→ **Required action**
A word-for-word reproduction of the listing is required.

→ **Records to use**
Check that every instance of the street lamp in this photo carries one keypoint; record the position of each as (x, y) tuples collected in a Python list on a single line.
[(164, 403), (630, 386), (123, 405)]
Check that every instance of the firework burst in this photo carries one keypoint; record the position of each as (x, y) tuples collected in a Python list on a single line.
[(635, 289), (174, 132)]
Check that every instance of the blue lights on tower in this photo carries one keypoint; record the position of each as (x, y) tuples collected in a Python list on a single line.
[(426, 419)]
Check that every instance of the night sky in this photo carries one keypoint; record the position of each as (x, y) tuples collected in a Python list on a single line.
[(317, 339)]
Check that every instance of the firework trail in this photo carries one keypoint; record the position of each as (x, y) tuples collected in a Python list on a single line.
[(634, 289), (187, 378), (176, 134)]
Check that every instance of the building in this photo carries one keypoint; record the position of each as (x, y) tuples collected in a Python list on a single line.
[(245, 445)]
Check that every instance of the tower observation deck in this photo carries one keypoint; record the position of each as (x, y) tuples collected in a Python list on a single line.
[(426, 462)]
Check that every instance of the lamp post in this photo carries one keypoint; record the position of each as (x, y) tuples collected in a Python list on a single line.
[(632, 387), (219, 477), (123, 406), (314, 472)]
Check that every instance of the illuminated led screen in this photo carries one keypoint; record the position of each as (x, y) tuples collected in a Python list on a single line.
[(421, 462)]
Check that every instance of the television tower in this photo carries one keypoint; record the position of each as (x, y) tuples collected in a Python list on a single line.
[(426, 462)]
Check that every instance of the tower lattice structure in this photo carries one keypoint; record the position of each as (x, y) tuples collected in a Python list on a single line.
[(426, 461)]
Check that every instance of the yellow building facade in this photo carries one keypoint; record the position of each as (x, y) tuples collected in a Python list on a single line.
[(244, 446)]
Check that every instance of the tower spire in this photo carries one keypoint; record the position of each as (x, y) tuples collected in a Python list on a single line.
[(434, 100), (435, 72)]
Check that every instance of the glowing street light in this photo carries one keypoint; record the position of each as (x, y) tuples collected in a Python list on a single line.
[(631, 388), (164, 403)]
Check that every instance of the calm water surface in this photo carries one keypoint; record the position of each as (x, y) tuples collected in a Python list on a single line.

→ **Answer to this problem**
Check that every instance of the street lamp in this photo carries one keypoint; record the position of each as (x, y) tuples collected in a Python list on a single line.
[(164, 403), (630, 386), (123, 405)]
Check that every instance of the firework burst in this photo carries one keypoint; record the position of each as (x, y) tuples collected in a Python list on a single line.
[(635, 289), (174, 132)]
Check that every instance of the blue lights on tower in this photo carries one keypoint; record the position of each as (x, y) tuples collected in a Python list on a single line.
[(426, 419)]
Check that every instance of the night sky in this photo carries one keypoint; record the position of each as (x, y) tuples collected in a Python list on a single line.
[(317, 339)]
Check that every instance of the firework trail in this photo carries one keypoint; record the position of each as (x, y) tuples collected in a Python list on a single line.
[(634, 289), (187, 378), (176, 134)]
Check that every instance of the building in this photo carries one keypoint; record the position of each as (x, y) tuples collected in a Python list on a single line.
[(245, 445)]
Check that every instance of the tower observation deck in this photo carries one keypoint; record the position of each as (x, y) tuples collected in a Python list on a single line.
[(426, 462)]
Check that every instance of the lamp post in this photo carries one keypoint; record the position of each as (x, y) tuples collected in a Python list on a single line.
[(632, 387), (219, 477), (123, 406), (314, 472)]
Check that every instance of the illuminated led screen in this photo carries one keypoint; record the position of each as (x, y) tuples collected in a Python list on a single line.
[(421, 462)]
Check that every instance of the television tower in this photo carries one keypoint; record the position of each as (x, y) tuples collected in a Python list on a single line.
[(426, 462)]
Check that every instance of the tower lattice structure in this photo carries one keypoint; record the position of each as (x, y) tuples collected in a Python list on a single line.
[(426, 461)]
Check that every instance of the yellow building facade in this photo carries one keypoint; record the position of each as (x, y) tuples collected in a Python list on a single line.
[(244, 446)]
Check that every instance of the tower spire in this photo carries one keypoint; record the position of each as (x, y) tuples collected in a Python list on a single line.
[(434, 100), (435, 72)]
Check that every instance of the glowing street light in this photo carries one keypoint; record the position of each as (x, y) tuples collected in a Python list on a single line.
[(631, 388), (164, 403)]
Check that every instance of the calm water surface in this photo carries one keypoint; record the position of each as (x, y) tuples collected in a Python list on a single line.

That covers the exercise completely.